*** Opening of DOCUMENT SECTION ***

LAVAL, Que. — A Quebec woman on trial for murder in the deaths of her two young daughters testified Tuesday that her children were the sole source of joy in her life.
Adele Sorella took the stand in her defence, recounting to the jury how her life took a turn following surgery to remove a brain tumour, which left her with physical disabilities and began her on a path to mental illness.
Her testimony was difficult as she is deaf in one ear and was left with partial facial paralysis after the brain surgery. Her statements were interspersed with tears.
She said she was pregnant with her second daughter, Sabrina, when vomiting landed her in a hospital emergency room. The doctors detected a loss of hearing, she said, but fearful for the health of her unborn child, she refused the cortisone prescribed.
Doctors recommended brain surgery, but she said she preferred to wait until her child was born. After the operation, one eye would not close completely, her mouth was paralyzed and she would constantly lose her balance. She could not smile, and she could not take her daughters in her arms, she said.
“I had become a burden,” she told the jury, adding that it was the beginning of her mental illness.

*** Close of DOCUMENT SECTION ***
*** Opening of RECORDS PROVIDED ***

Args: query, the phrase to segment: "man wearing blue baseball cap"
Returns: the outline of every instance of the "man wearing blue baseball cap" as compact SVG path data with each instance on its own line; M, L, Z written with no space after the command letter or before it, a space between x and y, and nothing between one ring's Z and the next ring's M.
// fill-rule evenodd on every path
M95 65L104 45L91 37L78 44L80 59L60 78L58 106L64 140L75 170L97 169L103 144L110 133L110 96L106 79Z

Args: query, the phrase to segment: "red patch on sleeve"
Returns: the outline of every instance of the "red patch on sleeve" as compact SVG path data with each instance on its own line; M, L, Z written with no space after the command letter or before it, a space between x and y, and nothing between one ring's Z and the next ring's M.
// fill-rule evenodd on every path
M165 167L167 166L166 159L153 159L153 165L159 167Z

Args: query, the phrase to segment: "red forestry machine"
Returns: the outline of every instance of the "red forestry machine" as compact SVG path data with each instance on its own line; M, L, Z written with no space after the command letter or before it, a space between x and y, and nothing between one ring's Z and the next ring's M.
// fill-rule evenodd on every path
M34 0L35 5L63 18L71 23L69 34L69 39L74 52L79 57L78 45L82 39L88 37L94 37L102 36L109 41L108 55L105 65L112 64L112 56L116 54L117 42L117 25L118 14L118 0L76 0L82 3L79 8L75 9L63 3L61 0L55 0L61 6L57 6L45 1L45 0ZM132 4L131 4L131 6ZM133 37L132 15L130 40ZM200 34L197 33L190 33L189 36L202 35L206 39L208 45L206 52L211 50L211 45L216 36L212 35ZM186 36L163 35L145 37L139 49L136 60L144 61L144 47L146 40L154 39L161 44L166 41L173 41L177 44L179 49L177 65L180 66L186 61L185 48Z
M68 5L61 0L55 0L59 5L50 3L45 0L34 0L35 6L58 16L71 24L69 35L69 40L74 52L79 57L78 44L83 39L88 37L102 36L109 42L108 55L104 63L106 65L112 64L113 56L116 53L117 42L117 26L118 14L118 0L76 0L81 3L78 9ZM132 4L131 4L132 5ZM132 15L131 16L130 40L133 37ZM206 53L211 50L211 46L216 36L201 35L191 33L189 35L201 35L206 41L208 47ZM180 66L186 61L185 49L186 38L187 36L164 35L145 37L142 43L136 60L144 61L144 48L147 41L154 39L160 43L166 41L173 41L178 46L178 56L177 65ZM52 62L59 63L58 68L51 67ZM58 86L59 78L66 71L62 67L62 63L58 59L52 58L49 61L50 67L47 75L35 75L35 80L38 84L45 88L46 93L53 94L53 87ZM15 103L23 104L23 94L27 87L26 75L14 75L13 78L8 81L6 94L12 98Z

*** Close of RECORDS PROVIDED ***

> **PROBLEMS AND TASKS**:
[a] Rewrite the stretch of the trial report from "LAVAL, Que. —" through "in her life.", swapping "sole" for "only".
[b] Continue the report on Adele Sorella's murder trial from the point where the text stops.

> **ANSWERS TO THE EXERCISES**:
[a]
LAVAL, Que. — A Quebec woman on trial for murder in the deaths of her two young daughters testified Tuesday that her children were the only source of joy in her life.

[b]
In 2006, police arrived at her home to arrest her husband, Giuseppe De Vito as part of a major anti-Mafia operation dubbed Project Colisee. Sorella told the court this was the first inkling she had that her husband was involved with organized crime.
“I told them, ‘You’ve got the wrong person,’ ” she said. But it turned out her husband was not just out of town for a few days; he was a fugitive on the run.
It was the last straw, and her mental state deteriorated, she said. Between 2006 and 2008, she said she tried to take her own life three times. She said she felt guilty that she was unable to give her daughters a happy life, but she never tried to harm them.
Sorella, 52, has pleaded not guilty to charges of first-degree murder in the deaths of Amanda De Vito, 9, and Sabrina De Vito, 8. The girls were found dead in the family playroom on March 31, 2009, dressed in their school uniforms.
The cause of death was never established, but the girls were in good health, and Crown prosecutor Nektarios Tzortzinas has told the court the sisters could not have died from natural causes. He stated at the beginning of the trial that only Sorella had the opportunity to kill the girls.
Sorella’s testimony is scheduled to resume Wednesday.